(TASK)
Exact repetition is required: output every record in full.

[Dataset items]
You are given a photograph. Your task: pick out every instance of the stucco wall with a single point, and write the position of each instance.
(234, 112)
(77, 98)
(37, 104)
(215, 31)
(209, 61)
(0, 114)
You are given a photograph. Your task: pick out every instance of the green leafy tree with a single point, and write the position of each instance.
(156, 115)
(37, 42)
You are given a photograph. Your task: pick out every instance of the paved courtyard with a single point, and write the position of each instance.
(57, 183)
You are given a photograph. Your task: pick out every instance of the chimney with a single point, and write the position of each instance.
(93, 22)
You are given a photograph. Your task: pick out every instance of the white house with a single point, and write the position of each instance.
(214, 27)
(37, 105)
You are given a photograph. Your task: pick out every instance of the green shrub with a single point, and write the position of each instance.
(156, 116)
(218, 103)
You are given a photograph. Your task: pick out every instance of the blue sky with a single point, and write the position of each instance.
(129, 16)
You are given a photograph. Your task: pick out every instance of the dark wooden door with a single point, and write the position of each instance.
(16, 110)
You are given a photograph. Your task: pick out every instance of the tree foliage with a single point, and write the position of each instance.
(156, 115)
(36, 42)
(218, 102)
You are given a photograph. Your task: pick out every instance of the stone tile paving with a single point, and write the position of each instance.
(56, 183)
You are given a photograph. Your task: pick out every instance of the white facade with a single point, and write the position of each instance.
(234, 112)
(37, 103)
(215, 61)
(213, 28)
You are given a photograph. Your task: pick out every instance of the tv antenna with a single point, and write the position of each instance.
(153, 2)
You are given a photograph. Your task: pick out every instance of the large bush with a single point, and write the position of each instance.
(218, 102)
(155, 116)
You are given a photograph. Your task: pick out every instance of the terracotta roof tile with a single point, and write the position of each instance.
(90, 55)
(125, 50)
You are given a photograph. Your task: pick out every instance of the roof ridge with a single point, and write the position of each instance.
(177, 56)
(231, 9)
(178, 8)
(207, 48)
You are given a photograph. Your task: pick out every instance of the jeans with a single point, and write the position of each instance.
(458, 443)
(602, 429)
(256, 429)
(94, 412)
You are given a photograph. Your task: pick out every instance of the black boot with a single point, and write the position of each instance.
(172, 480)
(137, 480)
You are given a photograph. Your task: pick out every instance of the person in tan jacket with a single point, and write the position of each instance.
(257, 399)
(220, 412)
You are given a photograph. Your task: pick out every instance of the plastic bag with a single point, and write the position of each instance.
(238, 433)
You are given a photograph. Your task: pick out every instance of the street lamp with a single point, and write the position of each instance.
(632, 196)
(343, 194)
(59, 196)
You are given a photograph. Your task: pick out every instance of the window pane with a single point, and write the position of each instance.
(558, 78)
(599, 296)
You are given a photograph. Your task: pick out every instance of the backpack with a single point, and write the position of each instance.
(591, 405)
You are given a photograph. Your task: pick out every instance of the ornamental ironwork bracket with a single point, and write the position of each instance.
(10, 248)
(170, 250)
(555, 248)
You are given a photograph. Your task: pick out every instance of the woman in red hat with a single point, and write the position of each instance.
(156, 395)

(OUTPUT)
You are given a photograph. Your task: pick out every instance of the stucco wall with a single point, and write the position of each instance.
(234, 112)
(77, 98)
(37, 104)
(215, 31)
(209, 61)
(0, 114)
You are given a photograph. Your task: pick out every instance of the green leafy tree with a single point, and write the position of each instance.
(156, 115)
(37, 42)
You are given a photograph. Your task: pick out every instance of the paved courtyard with a single point, and write the position of each instance.
(57, 183)
You are given a photograph. Your task: pick out every instance of the chimney with a single point, and write the position of each instance.
(93, 22)
You are given a photograph. Your task: pick out every instance of the white house with a single point, and write the position of each instance.
(214, 27)
(37, 105)
You are given a photograph. Your task: pick out every instance of the green shrub with a single point, and write the position of each instance.
(156, 116)
(218, 103)
You are given a photograph. Your task: pick out every instance of the blue sky with a single point, and write the position of each instance.
(129, 16)
You are given a photograph. Your task: pick out every instance of the dark wooden door with a single point, and write the position of each instance.
(16, 110)
You are given a photograph. Your task: pick out every instance of the tree foliage with a single point, and write the position of each instance.
(156, 115)
(36, 42)
(218, 102)
You are given a photograph. Your task: pick out every instance of the stone tile paving with a single point, and write the position of each instance.
(56, 183)
You are given a photograph. Your task: pick out every instance of the white facade with a single point, and write the position of each instance.
(234, 112)
(37, 103)
(215, 61)
(213, 28)
You are given a photograph. Your task: pick out every instance of the tv antenna with a single point, and write the position of each instance.
(153, 2)
You are given a photograph. Your task: pick out every instance of the large bush with a single point, and write the position of each instance.
(218, 102)
(155, 116)
You are given a photograph. Your task: pick out every instance of the terracotta roof tile with a single point, and write the position of each instance.
(90, 55)
(125, 50)
You are given a photograph. Your task: pick out every instance of the roof ridge with a single point, and write the position of each instance.
(177, 56)
(231, 9)
(178, 8)
(207, 48)
You are given a photograph. Your task: pick out every instance of the jeans with a single point, and write the position of each instance.
(458, 443)
(602, 429)
(256, 429)
(94, 412)
You are given a photograph. Your task: pick out every instance of the black boot with a single point, and write the position of each instance.
(172, 480)
(137, 480)
You are given a photograph. Your task: pick out every instance of the person in tan jacket with a single point, and write the position of each instance.
(257, 399)
(220, 412)
You are given a photograph. Your task: pick out every instance of the plastic bag with a single point, and write the position of each instance.
(238, 433)
You are given a photograph. Your task: pick out every instance of the street lamp with a single point, and write the position of each instance.
(632, 196)
(343, 194)
(59, 196)
You are given a photograph. Your task: pick out every instance of the window pane with a single point, and write the position of each instance.
(558, 78)
(599, 296)
You are given a photograph. Your task: pick out every instance of the backpack with a single point, and write the position of each instance.
(591, 405)
You are given a photograph. Your task: pick out every instance of the ornamental ironwork bracket with a single point, and write the position of each instance.
(10, 248)
(170, 250)
(555, 248)
You are given a photograph. Your task: pick out every instance of the woman in red hat with a single point, and write the position of each instance.
(156, 395)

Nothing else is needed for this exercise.